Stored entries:
········

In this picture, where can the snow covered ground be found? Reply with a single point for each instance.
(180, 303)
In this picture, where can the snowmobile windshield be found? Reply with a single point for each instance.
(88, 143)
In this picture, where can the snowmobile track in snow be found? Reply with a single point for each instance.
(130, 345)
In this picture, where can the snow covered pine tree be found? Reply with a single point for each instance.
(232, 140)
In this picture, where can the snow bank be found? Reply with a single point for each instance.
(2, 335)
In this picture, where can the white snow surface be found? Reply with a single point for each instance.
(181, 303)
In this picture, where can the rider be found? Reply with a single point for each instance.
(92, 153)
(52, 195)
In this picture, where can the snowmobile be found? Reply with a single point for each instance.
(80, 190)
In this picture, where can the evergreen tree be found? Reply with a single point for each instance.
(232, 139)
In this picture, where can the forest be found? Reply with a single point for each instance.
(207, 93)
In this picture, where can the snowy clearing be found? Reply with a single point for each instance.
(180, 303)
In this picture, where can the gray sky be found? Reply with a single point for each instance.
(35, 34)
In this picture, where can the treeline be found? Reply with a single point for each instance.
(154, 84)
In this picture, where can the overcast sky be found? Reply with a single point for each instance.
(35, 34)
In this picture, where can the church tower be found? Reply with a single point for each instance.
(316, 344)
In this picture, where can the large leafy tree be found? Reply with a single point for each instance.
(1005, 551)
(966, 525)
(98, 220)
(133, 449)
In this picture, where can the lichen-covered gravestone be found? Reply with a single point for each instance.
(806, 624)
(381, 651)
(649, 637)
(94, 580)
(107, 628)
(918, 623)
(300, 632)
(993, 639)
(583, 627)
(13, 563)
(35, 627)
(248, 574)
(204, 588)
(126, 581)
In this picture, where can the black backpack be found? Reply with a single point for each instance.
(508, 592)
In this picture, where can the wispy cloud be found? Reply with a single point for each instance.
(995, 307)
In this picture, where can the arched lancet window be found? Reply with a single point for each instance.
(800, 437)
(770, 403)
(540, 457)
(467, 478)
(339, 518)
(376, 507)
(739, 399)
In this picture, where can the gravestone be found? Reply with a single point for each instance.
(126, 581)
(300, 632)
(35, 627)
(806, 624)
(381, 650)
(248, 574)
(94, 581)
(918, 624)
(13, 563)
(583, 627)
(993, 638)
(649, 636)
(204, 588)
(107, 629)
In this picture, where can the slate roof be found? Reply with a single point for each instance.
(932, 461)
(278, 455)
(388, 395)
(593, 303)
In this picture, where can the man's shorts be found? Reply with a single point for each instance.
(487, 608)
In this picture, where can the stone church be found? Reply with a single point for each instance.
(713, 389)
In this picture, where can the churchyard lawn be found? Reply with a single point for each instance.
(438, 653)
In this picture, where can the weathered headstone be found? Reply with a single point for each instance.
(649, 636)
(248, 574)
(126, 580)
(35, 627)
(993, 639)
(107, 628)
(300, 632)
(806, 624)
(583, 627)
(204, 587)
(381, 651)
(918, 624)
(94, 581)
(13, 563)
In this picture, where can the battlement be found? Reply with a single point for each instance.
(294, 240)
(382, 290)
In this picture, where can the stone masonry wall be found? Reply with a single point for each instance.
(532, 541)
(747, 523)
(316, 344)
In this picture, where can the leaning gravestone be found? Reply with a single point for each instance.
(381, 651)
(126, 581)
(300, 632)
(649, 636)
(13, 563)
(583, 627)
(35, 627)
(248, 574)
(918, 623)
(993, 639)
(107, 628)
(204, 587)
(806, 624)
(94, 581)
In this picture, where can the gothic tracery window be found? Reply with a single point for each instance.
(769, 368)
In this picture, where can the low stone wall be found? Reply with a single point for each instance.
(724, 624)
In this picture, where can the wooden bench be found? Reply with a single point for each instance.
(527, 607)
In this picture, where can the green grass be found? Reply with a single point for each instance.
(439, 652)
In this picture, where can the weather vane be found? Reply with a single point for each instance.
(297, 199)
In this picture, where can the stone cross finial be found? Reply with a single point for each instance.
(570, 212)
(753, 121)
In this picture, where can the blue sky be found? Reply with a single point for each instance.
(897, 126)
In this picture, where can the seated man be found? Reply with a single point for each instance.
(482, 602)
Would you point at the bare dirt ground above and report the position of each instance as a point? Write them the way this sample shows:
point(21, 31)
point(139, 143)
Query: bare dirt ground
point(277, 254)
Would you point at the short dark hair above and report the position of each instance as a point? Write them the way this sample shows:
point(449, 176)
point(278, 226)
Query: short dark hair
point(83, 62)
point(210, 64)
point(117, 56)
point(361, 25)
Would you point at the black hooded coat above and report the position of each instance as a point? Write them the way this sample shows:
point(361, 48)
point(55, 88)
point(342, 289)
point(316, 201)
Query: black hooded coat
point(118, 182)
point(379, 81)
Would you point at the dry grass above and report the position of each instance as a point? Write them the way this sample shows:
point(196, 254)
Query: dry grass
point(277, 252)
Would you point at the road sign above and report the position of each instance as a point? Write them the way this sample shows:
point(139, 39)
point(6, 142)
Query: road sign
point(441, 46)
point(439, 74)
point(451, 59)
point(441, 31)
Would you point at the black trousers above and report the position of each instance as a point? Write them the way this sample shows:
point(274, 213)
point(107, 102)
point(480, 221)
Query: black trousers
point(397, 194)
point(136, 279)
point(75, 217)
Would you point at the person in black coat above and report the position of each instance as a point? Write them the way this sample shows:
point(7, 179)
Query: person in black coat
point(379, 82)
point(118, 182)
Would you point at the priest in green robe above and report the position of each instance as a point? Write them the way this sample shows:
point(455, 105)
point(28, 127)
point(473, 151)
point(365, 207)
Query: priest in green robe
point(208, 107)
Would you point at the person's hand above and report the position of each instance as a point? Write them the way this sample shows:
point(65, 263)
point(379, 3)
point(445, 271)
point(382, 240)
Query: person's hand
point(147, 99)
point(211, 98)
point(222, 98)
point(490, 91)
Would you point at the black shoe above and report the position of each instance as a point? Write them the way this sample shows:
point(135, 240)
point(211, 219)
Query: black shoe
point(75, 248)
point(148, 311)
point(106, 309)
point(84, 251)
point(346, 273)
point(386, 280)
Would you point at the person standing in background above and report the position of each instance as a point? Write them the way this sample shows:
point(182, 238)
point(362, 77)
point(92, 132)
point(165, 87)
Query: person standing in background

········

Requirement: Copy out the lines of the data where the word "standing" can be found.

Task answer:
Would you point at the person standing in background above and report the position of each instance as a point? Write them the way this sample shows:
Query: person standing in background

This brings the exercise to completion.